> [ABOUT THIS TASK] Drop every picture. Then return, exactly, the lines from the beginning of the listing below through the one containing "240L303 280L340 284L360".

· · · · ·

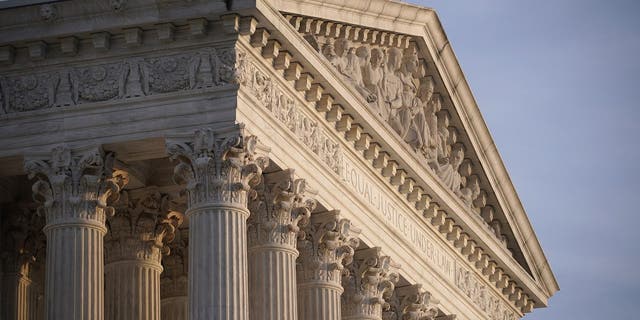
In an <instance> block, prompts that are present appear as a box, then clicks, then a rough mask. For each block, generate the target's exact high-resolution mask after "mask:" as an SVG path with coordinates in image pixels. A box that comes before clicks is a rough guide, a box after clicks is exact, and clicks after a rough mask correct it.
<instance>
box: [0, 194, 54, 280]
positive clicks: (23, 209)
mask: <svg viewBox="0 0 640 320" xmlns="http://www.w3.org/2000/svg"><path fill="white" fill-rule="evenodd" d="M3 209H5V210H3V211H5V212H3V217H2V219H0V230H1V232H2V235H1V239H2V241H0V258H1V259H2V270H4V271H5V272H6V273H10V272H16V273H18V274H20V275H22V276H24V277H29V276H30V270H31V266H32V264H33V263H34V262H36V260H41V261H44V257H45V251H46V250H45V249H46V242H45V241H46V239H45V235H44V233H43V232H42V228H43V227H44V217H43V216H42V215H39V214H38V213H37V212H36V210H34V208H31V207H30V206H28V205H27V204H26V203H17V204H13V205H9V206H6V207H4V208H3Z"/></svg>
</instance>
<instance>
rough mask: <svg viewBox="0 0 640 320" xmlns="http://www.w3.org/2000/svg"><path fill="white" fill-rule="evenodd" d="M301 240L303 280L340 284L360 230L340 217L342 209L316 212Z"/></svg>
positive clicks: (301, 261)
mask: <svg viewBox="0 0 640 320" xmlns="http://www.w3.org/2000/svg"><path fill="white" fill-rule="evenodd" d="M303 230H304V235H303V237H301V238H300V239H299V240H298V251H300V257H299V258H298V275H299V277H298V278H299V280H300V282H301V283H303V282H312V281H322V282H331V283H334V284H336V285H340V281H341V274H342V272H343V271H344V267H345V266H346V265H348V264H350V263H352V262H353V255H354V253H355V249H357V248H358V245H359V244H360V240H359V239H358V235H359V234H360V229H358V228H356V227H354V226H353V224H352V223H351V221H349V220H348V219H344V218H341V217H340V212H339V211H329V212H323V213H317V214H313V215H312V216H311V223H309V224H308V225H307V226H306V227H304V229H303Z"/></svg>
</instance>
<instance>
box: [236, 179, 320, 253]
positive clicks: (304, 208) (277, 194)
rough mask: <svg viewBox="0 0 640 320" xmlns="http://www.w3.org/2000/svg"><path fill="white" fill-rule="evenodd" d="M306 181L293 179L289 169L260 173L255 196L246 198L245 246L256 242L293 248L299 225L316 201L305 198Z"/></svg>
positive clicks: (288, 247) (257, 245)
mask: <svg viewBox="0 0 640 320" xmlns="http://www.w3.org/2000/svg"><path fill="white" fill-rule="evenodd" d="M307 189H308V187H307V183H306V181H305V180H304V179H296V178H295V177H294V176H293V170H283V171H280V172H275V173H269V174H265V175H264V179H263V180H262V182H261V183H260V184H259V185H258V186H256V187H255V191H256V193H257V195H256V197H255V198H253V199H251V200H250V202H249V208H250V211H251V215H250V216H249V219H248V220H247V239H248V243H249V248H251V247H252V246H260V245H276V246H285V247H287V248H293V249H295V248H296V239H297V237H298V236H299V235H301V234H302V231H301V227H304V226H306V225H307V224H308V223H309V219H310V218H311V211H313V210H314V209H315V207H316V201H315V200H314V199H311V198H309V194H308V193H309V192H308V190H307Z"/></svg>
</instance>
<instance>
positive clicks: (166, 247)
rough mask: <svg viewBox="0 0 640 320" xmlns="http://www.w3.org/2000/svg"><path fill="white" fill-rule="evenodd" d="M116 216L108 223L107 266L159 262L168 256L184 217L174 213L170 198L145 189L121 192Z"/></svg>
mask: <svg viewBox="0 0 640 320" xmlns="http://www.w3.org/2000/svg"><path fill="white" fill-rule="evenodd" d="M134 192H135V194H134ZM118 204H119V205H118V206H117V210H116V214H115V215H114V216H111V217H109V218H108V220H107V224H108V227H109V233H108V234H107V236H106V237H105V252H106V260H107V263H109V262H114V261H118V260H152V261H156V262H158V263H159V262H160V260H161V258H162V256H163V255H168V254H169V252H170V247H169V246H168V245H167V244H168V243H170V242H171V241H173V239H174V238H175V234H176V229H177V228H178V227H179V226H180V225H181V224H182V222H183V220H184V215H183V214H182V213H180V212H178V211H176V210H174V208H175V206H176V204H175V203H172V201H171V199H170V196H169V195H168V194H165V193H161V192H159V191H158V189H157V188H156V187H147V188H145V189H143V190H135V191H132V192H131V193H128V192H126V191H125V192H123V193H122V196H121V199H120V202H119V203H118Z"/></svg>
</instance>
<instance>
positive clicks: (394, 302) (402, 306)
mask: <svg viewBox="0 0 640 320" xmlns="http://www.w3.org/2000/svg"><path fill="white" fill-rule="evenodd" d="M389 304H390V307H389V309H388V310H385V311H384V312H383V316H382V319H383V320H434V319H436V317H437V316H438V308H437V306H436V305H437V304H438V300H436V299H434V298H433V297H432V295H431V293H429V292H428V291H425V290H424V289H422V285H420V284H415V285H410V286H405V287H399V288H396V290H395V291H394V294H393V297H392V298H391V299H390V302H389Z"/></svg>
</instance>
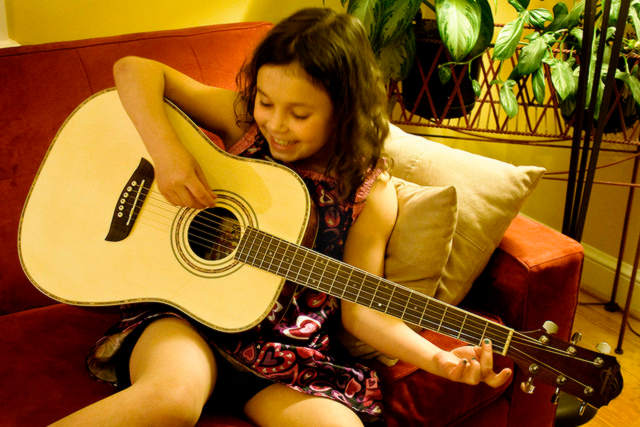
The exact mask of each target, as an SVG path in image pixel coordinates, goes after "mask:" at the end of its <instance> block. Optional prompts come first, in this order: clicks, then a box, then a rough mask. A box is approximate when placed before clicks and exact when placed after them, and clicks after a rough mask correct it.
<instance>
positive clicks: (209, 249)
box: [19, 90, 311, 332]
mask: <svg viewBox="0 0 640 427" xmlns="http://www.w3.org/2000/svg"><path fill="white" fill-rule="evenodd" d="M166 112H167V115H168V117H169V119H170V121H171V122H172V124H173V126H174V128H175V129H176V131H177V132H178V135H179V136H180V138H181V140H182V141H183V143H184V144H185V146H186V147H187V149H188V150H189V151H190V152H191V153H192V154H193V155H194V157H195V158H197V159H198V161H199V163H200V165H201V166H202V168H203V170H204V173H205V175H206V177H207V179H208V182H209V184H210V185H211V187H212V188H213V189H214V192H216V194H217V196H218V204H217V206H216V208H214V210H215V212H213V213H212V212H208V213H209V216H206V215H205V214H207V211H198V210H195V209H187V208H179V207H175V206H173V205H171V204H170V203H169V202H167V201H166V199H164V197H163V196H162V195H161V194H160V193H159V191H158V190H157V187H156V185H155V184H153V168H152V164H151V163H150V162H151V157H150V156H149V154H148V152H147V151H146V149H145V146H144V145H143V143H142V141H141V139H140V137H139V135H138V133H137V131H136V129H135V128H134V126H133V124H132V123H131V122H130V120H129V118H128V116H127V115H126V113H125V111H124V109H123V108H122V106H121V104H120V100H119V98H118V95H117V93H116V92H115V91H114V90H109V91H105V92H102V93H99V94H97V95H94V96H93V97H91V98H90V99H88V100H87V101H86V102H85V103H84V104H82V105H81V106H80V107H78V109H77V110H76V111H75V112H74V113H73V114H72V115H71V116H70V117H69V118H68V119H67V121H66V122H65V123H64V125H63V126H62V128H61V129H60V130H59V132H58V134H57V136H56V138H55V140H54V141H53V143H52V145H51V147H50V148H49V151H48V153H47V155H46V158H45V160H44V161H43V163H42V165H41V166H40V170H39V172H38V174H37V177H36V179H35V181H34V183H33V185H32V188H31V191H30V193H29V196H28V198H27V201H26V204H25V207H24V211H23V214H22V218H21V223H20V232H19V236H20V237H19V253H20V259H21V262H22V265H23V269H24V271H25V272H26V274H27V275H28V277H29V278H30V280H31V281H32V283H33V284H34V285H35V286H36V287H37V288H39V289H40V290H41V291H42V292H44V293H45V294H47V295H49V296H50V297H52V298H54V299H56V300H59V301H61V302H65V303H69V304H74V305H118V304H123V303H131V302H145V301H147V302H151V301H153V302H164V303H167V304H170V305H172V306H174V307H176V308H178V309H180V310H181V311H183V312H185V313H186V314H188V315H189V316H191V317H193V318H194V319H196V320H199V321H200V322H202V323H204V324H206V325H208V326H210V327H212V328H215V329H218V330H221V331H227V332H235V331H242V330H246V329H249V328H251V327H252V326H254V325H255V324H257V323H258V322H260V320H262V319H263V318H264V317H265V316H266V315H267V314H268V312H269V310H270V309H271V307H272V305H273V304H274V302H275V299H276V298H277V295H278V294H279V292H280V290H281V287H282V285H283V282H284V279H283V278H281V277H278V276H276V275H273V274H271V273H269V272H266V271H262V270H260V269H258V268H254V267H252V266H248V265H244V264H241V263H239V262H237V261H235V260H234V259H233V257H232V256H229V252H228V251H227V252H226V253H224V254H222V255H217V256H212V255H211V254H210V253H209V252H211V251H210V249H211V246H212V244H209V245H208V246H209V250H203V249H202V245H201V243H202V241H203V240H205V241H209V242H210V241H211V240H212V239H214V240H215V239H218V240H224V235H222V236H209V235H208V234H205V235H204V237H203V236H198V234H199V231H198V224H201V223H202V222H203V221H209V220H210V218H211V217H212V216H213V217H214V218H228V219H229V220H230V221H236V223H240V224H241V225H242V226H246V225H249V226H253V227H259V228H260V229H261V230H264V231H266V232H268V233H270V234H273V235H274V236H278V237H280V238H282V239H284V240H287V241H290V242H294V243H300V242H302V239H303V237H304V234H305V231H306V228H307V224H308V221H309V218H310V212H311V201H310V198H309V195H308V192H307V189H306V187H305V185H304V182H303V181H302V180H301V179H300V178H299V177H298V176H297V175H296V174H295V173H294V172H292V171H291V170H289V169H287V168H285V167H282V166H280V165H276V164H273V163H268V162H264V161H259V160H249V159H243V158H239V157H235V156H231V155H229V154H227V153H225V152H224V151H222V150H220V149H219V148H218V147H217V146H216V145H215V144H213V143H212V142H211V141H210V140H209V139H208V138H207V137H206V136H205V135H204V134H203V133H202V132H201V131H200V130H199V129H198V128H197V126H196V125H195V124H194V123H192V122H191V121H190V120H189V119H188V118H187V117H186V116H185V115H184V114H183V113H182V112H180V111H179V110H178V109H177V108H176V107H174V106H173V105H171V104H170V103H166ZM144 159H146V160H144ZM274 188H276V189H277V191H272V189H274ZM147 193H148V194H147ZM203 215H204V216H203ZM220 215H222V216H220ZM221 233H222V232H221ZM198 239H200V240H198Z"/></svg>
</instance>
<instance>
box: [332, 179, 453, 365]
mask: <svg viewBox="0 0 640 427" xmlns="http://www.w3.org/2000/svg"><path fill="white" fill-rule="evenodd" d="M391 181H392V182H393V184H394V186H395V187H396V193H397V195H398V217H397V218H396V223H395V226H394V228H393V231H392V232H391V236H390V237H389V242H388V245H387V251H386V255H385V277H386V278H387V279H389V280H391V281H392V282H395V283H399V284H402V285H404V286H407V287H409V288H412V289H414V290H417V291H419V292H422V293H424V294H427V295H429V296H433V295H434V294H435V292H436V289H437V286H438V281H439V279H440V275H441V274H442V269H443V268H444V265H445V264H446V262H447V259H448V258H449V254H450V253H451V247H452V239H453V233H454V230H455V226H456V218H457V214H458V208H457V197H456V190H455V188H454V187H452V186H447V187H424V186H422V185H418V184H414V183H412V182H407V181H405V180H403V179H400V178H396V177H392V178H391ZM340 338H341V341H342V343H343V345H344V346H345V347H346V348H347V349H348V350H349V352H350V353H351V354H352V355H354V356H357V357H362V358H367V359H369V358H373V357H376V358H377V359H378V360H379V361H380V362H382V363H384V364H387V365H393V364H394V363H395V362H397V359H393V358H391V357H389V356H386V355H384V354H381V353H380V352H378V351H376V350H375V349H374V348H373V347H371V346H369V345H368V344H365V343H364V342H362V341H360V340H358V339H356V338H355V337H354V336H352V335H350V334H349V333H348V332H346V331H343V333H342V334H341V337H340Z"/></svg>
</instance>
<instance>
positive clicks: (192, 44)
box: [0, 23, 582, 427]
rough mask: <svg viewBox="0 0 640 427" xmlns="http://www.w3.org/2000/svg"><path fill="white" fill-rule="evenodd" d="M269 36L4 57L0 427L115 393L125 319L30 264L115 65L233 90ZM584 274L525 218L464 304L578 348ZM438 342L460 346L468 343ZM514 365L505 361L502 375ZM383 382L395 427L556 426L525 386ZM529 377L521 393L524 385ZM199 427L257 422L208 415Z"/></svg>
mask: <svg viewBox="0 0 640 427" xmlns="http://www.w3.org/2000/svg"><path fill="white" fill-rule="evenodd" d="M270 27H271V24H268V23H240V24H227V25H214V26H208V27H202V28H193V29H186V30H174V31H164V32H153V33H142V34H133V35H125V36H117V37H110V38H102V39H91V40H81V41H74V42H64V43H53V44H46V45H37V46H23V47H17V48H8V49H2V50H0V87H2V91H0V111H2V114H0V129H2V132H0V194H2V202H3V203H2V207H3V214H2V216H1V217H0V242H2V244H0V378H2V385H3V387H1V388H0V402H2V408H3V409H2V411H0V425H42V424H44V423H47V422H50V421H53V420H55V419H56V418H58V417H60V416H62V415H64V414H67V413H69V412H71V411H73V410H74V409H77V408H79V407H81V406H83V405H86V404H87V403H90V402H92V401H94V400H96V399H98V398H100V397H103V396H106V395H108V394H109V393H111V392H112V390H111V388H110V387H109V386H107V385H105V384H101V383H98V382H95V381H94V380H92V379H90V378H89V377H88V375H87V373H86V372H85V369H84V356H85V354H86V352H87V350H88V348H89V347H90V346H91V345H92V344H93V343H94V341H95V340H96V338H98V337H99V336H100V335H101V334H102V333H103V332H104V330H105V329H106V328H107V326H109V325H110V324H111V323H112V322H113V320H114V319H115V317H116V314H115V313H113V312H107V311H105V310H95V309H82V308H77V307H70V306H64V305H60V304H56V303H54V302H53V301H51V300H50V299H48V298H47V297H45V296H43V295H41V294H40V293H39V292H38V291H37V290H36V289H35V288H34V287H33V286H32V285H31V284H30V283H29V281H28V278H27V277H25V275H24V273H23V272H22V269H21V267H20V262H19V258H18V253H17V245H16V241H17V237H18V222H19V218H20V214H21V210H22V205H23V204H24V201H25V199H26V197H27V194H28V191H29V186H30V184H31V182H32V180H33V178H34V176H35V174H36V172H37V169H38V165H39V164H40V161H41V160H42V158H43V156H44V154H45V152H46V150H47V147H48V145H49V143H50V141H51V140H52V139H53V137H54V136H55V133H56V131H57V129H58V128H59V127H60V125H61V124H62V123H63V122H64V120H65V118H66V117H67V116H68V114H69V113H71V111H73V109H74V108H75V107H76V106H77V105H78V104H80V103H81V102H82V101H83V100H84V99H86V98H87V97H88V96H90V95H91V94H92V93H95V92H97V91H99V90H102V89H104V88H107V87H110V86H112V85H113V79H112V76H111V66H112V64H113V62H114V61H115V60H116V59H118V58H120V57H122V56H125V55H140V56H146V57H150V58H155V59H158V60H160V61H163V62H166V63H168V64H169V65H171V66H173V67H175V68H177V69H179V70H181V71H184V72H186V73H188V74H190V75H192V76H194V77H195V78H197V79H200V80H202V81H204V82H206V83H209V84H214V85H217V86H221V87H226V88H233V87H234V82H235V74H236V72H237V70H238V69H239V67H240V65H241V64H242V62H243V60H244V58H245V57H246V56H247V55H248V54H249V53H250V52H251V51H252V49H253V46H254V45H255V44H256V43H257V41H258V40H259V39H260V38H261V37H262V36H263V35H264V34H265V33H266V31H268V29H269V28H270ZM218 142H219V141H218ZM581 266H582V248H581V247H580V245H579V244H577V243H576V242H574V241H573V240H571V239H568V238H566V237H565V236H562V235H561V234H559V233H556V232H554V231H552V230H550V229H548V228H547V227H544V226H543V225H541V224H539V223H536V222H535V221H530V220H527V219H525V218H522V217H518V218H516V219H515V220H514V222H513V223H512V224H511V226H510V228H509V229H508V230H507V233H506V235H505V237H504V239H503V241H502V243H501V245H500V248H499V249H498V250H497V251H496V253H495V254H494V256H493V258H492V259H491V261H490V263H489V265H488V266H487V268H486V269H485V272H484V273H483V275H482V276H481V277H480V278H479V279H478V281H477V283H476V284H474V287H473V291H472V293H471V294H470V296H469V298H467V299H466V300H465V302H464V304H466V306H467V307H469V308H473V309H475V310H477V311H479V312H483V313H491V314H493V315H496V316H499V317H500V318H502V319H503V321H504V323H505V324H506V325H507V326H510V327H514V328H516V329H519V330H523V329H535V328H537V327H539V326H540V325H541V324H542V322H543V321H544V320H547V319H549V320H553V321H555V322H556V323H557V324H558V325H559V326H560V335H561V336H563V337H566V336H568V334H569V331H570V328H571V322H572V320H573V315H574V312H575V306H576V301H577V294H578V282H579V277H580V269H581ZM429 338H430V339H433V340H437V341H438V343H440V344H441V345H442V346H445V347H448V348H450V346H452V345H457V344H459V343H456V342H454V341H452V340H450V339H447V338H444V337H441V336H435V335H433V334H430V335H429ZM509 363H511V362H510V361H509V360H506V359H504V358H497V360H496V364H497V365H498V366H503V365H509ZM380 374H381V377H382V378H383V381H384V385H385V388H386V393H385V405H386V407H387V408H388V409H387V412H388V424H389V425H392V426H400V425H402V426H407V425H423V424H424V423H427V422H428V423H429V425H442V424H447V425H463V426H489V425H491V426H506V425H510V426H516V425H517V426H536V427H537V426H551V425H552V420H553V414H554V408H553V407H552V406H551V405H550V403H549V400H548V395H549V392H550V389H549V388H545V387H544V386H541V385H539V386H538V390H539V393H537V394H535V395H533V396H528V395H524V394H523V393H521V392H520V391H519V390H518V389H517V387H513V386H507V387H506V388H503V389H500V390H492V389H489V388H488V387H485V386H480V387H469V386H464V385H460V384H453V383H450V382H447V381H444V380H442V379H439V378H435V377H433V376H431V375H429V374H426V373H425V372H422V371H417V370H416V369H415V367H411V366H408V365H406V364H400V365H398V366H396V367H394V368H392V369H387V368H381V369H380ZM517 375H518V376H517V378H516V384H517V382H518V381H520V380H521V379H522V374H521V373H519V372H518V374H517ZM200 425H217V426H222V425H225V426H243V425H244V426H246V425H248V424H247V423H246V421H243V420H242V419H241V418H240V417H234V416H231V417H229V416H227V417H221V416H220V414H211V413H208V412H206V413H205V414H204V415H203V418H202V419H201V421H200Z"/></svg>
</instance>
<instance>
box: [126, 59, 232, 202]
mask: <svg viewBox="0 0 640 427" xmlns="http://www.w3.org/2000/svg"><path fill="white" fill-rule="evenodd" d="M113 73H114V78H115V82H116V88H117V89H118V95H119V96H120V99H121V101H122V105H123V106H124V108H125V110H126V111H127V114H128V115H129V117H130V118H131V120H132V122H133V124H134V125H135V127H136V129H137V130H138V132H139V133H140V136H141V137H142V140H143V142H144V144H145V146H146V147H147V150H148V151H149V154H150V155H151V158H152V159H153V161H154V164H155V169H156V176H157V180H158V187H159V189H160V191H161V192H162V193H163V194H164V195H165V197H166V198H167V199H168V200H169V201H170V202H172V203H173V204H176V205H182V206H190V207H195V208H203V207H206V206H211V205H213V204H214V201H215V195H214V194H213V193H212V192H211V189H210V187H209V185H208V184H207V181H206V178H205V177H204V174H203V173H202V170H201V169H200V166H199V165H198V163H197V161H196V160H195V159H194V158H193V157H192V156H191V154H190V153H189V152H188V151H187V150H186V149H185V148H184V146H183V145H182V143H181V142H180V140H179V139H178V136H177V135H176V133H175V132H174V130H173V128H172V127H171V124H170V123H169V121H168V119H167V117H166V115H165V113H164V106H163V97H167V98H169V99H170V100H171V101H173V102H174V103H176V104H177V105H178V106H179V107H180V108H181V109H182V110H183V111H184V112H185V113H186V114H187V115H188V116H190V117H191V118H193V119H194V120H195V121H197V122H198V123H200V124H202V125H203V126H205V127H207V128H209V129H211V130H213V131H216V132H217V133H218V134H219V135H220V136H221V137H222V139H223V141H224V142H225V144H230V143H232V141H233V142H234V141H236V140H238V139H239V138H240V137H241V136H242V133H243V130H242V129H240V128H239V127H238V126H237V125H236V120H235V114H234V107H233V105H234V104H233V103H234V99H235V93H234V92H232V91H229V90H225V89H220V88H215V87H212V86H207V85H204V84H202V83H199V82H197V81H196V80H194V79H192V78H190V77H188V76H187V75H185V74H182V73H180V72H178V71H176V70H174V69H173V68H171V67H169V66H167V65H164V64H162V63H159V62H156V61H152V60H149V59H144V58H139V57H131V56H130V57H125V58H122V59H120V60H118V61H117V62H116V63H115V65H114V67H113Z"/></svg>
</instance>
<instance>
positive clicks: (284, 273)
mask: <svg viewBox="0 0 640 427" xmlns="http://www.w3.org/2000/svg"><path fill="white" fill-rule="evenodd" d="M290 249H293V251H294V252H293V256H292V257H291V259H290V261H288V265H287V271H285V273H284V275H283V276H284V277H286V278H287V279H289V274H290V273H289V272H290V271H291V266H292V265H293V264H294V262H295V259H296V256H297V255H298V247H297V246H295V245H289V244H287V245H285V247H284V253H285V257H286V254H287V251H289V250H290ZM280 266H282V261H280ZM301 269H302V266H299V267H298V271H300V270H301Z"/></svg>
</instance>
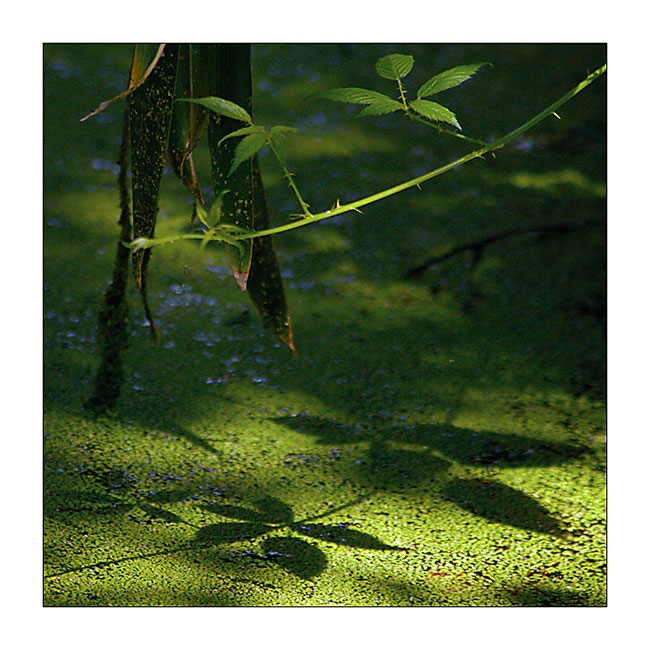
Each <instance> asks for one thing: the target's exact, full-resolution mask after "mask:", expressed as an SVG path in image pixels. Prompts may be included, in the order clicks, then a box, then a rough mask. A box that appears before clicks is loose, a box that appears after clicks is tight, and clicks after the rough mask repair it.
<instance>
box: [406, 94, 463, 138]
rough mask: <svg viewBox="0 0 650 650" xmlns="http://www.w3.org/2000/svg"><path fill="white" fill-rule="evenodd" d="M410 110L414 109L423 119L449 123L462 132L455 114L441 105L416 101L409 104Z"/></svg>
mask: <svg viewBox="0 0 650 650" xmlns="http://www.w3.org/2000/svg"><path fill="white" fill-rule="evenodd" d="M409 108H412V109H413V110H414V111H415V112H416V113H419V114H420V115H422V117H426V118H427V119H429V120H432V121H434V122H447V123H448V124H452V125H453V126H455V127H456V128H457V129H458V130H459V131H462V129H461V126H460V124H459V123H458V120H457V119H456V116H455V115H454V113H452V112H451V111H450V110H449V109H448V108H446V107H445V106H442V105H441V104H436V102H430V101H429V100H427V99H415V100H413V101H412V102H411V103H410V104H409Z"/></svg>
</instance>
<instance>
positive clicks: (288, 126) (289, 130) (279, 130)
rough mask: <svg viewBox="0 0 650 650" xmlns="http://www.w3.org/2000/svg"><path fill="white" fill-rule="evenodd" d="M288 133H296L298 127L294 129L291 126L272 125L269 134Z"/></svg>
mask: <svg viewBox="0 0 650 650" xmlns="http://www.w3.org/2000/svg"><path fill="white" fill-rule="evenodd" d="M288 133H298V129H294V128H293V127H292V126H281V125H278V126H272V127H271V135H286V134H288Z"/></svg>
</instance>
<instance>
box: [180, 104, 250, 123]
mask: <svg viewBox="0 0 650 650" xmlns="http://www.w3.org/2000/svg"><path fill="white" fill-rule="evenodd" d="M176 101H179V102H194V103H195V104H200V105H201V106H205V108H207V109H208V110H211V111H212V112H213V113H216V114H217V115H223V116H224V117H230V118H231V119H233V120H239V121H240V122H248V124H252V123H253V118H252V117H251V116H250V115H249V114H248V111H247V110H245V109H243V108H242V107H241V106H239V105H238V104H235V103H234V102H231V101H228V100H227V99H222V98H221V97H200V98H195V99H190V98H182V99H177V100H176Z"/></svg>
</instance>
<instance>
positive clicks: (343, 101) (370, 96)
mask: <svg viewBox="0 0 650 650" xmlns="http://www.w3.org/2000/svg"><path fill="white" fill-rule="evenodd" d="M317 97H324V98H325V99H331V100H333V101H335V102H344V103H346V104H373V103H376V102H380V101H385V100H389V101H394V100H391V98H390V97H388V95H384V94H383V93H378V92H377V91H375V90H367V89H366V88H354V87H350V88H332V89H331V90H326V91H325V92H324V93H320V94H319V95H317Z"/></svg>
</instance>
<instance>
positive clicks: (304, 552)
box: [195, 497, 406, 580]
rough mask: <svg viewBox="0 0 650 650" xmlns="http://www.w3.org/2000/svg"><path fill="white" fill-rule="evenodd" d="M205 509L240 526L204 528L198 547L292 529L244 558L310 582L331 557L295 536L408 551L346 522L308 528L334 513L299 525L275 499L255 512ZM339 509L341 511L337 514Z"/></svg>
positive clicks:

· · · · ·

> [COMPLETED TASK]
In an <instance> block, prompts that are present appear as a box, then clicks, then a rough mask. For each block, generate the target's exact high-resolution mask after "mask:" as an SVG path with coordinates in image pixels. A box that comes before clicks is a rough guide, a box after clicks is exact, and clicks after a rough mask correct it.
<instance>
box: [0, 194, 54, 280]
positive clicks: (23, 209)
mask: <svg viewBox="0 0 640 320" xmlns="http://www.w3.org/2000/svg"><path fill="white" fill-rule="evenodd" d="M3 209H5V210H3V211H5V212H3V217H2V219H0V230H1V232H2V235H1V239H2V241H0V258H1V259H2V270H4V271H5V272H6V273H10V272H16V273H18V274H20V275H22V276H24V277H29V276H30V270H31V266H32V264H33V263H34V262H36V260H41V261H44V257H45V251H46V250H45V249H46V242H45V241H46V239H45V235H44V233H43V232H42V228H43V227H44V217H43V216H42V215H39V214H38V213H37V212H36V210H34V208H31V207H30V206H28V205H27V204H26V203H17V204H13V205H9V206H6V207H4V208H3Z"/></svg>
</instance>
<instance>
rough mask: <svg viewBox="0 0 640 320" xmlns="http://www.w3.org/2000/svg"><path fill="white" fill-rule="evenodd" d="M301 240L303 280L340 284L360 230L340 217L342 209L316 212Z"/></svg>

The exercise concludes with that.